_CONSIGNA A_.
Responde, según el cuaderno del pipeline del glosador, estas preguntas:
(i) ¿De qué variante del otomí es el glosador automático?
(ii) ¿Qué dos corpus carga la función get_preinput_data?
(iii) ¿Qué valor asigna write_data a objects_dir?
_CONSIGNA B_.
Indica si cada afirmación concuerda con el cuaderno del pipeline del glosador. Responde sí o no y cita las palabras que lo deciden.
(i) get_preinput_data lee los corpus desde la carpeta '../corpora/'.
(ii) get_preinput_data devuelve únicamente la variable corpora.
(iii) Se añade la carpeta superior a sys.path.
_CONSIGNA C_. Prosigue el cuaderno del pipeline del glosador del otomí a partir de su última línea.

_DOCUMENTO_.
# Entradas y salidas del pipeline

Cuaderno para generar las entradas y salidas del pipeline para el glosador automatico del otomí de Toluca

In [1]:
# Up one folder for local modules issues
import sys
sys.path.insert(0, '../')
import pickle
import os
from utils import (get_corpus, extractLabels, extractFeatures, sent2features,
                   sent2labels, WordsToLetter)

In [2]:
def get_preinput_data():
    corpus_mod = get_corpus('corpus_otomi_mod', '../corpora/')
    corpus_hard = get_corpus('corpus_otomi_hard', '../corpora/')
    corpora = corpus_mod + corpus_hard
    pre_data = WordsToLetter(corpora)
    return corpus_mod, corpus_hard, corpora, pre_data

def write_data(data, file_name):
    objects_dir = "pickle_objects/"

_INFORMACIÓN PROPORCIONADA_.
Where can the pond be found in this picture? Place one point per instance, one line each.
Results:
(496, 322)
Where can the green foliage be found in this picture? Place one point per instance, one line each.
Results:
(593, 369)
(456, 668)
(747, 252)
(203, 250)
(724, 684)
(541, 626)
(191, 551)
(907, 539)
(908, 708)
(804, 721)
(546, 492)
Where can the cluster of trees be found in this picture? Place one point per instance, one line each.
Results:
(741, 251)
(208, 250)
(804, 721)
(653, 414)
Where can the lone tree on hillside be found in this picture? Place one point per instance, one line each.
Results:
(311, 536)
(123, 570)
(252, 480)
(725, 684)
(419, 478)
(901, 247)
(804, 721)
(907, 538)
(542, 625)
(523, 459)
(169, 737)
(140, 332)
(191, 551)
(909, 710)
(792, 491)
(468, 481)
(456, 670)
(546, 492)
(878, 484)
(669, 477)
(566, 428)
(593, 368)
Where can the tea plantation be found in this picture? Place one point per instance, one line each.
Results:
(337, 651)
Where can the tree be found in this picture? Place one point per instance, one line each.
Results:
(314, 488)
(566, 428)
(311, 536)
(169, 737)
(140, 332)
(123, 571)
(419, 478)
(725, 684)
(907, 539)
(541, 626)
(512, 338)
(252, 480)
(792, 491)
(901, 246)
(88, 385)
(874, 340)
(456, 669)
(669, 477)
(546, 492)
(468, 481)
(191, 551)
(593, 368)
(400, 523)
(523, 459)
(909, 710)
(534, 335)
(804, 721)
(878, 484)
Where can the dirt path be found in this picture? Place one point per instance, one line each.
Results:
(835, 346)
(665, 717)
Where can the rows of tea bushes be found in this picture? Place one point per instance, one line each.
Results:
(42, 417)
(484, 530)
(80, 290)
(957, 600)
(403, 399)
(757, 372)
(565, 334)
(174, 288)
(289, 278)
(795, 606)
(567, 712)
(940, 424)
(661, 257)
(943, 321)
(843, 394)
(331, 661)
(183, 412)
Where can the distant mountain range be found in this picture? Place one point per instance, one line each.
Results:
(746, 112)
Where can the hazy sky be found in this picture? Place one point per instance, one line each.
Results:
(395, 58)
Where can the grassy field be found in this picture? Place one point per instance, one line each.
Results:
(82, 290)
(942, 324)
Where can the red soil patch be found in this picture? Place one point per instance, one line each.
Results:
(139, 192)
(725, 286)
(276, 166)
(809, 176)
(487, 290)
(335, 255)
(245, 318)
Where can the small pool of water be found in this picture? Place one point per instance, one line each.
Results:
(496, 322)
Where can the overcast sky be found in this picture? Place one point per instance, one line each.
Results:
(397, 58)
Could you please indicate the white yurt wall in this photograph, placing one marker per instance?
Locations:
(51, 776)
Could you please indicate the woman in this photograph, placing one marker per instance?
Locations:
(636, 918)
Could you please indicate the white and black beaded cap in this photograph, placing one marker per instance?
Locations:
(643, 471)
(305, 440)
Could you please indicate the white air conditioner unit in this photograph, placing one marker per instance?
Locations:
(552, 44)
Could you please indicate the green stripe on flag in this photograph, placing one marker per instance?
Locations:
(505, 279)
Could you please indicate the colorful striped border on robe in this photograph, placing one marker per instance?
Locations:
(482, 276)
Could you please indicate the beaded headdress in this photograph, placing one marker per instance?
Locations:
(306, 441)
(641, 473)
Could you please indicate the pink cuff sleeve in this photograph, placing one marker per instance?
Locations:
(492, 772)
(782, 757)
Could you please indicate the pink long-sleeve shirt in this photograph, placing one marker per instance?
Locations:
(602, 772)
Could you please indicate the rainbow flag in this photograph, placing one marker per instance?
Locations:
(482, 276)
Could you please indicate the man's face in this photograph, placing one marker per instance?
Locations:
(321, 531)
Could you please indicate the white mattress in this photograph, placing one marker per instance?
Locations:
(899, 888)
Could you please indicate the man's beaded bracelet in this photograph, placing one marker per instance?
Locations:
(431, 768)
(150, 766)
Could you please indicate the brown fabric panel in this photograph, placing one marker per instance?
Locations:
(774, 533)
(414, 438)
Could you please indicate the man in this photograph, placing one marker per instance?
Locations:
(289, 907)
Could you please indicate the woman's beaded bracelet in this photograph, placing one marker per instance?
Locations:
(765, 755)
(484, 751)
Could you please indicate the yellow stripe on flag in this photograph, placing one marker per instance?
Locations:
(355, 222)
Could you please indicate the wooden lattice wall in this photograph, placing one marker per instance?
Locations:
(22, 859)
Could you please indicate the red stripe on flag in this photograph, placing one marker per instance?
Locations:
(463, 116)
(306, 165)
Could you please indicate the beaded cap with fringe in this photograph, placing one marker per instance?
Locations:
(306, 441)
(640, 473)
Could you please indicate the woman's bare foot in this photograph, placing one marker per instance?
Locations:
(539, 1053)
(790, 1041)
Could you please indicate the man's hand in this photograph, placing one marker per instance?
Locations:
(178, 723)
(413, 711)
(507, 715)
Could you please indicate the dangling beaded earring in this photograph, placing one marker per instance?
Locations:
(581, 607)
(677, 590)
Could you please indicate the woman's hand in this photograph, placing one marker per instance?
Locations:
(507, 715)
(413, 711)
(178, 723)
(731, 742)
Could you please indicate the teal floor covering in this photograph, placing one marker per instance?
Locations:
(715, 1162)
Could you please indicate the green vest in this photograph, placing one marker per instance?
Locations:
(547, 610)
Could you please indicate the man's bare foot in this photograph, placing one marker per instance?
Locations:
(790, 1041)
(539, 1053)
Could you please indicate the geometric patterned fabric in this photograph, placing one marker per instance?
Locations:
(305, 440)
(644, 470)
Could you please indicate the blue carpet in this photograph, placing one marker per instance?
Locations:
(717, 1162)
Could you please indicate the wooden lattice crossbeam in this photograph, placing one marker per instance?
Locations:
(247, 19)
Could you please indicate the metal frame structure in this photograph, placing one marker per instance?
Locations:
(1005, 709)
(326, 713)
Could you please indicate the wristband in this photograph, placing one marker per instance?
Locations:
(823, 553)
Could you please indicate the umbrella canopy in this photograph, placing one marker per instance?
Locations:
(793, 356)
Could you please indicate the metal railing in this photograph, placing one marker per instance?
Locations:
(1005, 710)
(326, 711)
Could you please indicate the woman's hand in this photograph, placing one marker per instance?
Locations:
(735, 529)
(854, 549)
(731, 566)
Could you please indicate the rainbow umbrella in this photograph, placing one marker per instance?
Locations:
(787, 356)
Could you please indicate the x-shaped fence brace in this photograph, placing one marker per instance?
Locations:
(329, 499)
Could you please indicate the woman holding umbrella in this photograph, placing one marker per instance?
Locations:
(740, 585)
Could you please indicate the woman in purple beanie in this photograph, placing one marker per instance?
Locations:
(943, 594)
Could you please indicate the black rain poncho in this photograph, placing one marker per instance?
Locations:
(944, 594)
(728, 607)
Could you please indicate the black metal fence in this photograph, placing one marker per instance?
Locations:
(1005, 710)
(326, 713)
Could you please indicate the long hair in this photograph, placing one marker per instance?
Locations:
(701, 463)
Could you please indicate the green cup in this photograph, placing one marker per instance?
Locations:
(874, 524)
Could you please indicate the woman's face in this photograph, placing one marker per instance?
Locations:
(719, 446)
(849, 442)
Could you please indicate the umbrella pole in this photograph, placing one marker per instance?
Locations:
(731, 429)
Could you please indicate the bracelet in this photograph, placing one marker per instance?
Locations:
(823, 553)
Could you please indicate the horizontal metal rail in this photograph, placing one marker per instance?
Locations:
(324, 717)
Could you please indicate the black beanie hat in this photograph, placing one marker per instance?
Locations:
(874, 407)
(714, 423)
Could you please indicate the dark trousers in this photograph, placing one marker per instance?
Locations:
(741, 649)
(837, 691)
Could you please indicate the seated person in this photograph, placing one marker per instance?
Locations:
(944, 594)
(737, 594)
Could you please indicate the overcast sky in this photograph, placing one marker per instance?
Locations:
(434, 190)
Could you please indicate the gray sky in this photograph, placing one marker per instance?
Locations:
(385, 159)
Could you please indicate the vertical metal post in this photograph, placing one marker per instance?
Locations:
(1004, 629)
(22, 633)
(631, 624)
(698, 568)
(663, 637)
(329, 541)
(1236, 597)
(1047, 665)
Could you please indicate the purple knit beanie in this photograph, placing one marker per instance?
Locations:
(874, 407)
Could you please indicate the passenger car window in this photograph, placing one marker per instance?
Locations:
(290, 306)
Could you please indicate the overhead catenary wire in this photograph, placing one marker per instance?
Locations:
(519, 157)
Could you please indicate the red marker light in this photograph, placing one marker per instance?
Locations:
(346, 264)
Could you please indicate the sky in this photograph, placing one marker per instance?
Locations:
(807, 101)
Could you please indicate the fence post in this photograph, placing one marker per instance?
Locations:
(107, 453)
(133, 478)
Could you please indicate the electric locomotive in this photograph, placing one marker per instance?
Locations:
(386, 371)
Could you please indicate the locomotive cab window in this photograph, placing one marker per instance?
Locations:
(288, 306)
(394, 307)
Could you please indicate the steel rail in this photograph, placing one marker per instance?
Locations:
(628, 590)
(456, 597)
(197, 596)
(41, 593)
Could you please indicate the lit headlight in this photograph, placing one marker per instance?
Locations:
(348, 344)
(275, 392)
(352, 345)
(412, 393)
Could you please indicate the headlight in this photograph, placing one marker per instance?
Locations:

_RESPUESTA DEL EJERCICIO A_.
(i) El otomí de Toluca.
(ii) 'corpus_otomi_mod' y 'corpus_otomi_hard'.
(iii) "pickle_objects/".

_RESPUESTA DEL EJERCICIO B_.
(i) Sí: "get_corpus('corpus_otomi_mod', '../corpora/')".
(ii) No: "return corpus_mod, corpus_hard, corpora, pre_data".
(iii) Sí: "sys.path.insert(0, '../')".

_RESPUESTA DEL EJERCICIO C_.
    path = os.path.join(objects_dir, file_name)
    with open(path, 'wb') as f:
        pickle.dump(data, f)
    return 0

In [3]:
# Getting corpus, corpora and preprocess data
base, hard, corpora, predata = get_preinput_data()
# Getting feature functions
X_inputs = sent2features(predata)
# Getting BIO Labels
y_inputs = sent2labels(predata)

In [4]:
print(len(X_inputs), len(y_inputs))

1769 1769


In [5]:
# Print feature function - Bio Label pairs from first example
for feature, label in zip(X_inputs[0], y_inputs[0]):
    print("Feature: ", feature)
    print("BIO Label:", label)
    print("*"* 30)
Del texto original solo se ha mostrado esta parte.